— Task instructions —
Copy the passage of the Mre11-Rad50 protein complex article starting with "Mre11-Rad50 is a" and going on through "its DNA-repairing tasks.", swapping "handyman" for "repairman".

Segment Start: Document extract

Did you know you have a form of shape shifting, cancer-fighting, transforming, DNA-repairing machines already hard at work throughout your body? No, it's not the mechanical devices from the Transformer movies or something out of a new science fiction novel; it's a protein complex known as Mre11-Rad50.
Mre11-Rad50 is a versatile handyman of the cellular world, detecting and repairing the most seriously damaged sections of DNA. When both strands are cut in a DNA double helix, this protein complex attaches to the loose ends of the broken DNA, inhibits the continued division of the cell, and determines and enables the correct repair method to fix the DNA strands. This is a high stakes operation for the cell - a double break in a DNA strand is fatal to the cell, but an incorrect repair could enable the growth of cancerous cells.
While it's known that the ability to modify its shape plays a role in the DNA-repairing process, not much is known about how the two are related. Two recent studies supported by the National Institutes of Health (NIH) and the National Cancer Institute focused on the mechanism of Mre11-Rad50 and how it performs its DNA-repairing tasks.
The concept in both studies was to modify the structure to address specific functions of Mre11-Rad50. The team was then able to test the effect of the modification on Mre11-Rad50's ability to change conformations and the rate at which it changes, and in turn, the effect on its ability to repair DNA.
The conformational effects were studied using the SIBYLS (Structurally Integrated Biology for Life Sciences) beamline at the ALS (Advanced Light Source) at Lawrence Berkeley National Labs. This system uses high-intensity X-rays to get the combined effect of x-ray diffraction and X-ray scattering, resulting in images of the protein's crystal structures with atomic level resolution. More importantly, the scientists can see the conformational changes of the protein as they take place.
In the first study, recently published in Molecular Cell, the research team included molecular inhibitors that affected the ability of the Mre11 component of the protein complex to cut DNA and watched the effect on the DNA repair process with human cells. The assumption was that Mre11 initiated the repair process at the broken end of the DNA, but in this case the team discovered that Mre11 removed a small portion away from the broken end and started a DNA-repair pathway known as homologous recombination repair - working back toward the broken strand of DNA instead of starting there.
In the second study, recently published in EMBO Journal, the Rad50 component was modified. This research team found that mutations could be created that modified the binding of Rad50 with ATP, causing ATP hydrolysis to either slow down (in turn promoting a non-homologous end-joining repair method) or speed up (promoting a homologous repair method). The team was able to alter the repair path through modification of the base Rad50 structure.
A better understanding of the Mre11-Rad50 mechanisms can lead to more targeted cancer treatments in the future, as well as other applications in the life sciences. Perhaps a series of targeted, transforming cell therapies are in our collective future.

Segment End: Document extract
Segment Start: Dataset excerpts

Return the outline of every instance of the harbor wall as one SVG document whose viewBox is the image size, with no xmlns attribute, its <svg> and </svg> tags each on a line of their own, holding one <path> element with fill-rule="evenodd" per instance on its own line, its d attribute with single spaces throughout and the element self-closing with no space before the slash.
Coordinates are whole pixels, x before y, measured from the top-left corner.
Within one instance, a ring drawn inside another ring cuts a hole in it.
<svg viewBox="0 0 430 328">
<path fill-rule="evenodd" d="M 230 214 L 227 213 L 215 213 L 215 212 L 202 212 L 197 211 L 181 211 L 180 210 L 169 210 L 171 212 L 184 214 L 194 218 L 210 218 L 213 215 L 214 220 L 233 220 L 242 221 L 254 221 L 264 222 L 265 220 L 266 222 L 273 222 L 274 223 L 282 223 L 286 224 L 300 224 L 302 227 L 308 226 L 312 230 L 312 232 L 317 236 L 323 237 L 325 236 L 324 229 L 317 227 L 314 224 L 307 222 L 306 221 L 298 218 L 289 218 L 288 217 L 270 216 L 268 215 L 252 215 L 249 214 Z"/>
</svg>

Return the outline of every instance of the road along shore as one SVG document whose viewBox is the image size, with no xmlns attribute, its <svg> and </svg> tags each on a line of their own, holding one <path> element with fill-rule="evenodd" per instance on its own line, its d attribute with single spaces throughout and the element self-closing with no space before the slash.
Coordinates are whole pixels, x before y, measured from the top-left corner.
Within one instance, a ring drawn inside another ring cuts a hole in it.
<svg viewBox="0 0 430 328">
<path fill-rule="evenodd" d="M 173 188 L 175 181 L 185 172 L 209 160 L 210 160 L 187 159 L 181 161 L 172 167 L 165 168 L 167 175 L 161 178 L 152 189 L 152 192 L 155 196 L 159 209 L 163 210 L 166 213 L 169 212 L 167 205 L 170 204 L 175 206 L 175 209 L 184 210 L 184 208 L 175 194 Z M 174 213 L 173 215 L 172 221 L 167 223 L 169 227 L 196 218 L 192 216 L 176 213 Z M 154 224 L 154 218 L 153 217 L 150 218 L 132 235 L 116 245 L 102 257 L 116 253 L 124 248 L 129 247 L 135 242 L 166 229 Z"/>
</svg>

Segment End: Dataset excerpts

— Response —
Mre11-Rad50 is a versatile repairman of the cellular world, detecting and repairing the most seriously damaged sections of DNA. When both strands are cut in a DNA double helix, this protein complex attaches to the loose ends of the broken DNA, inhibits the continued division of the cell, and determines and enables the correct repair method to fix the DNA strands. This is a high stakes operation for the cell - a double break in a DNA strand is fatal to the cell, but an incorrect repair could enable the growth of cancerous cells.
While it's known that the ability to modify its shape plays a role in the DNA-repairing process, not much is known about how the two are related. Two recent studies supported by the National Institutes of Health (NIH) and the National Cancer Institute focused on the mechanism of Mre11-Rad50 and how it performs its DNA-repairing tasks.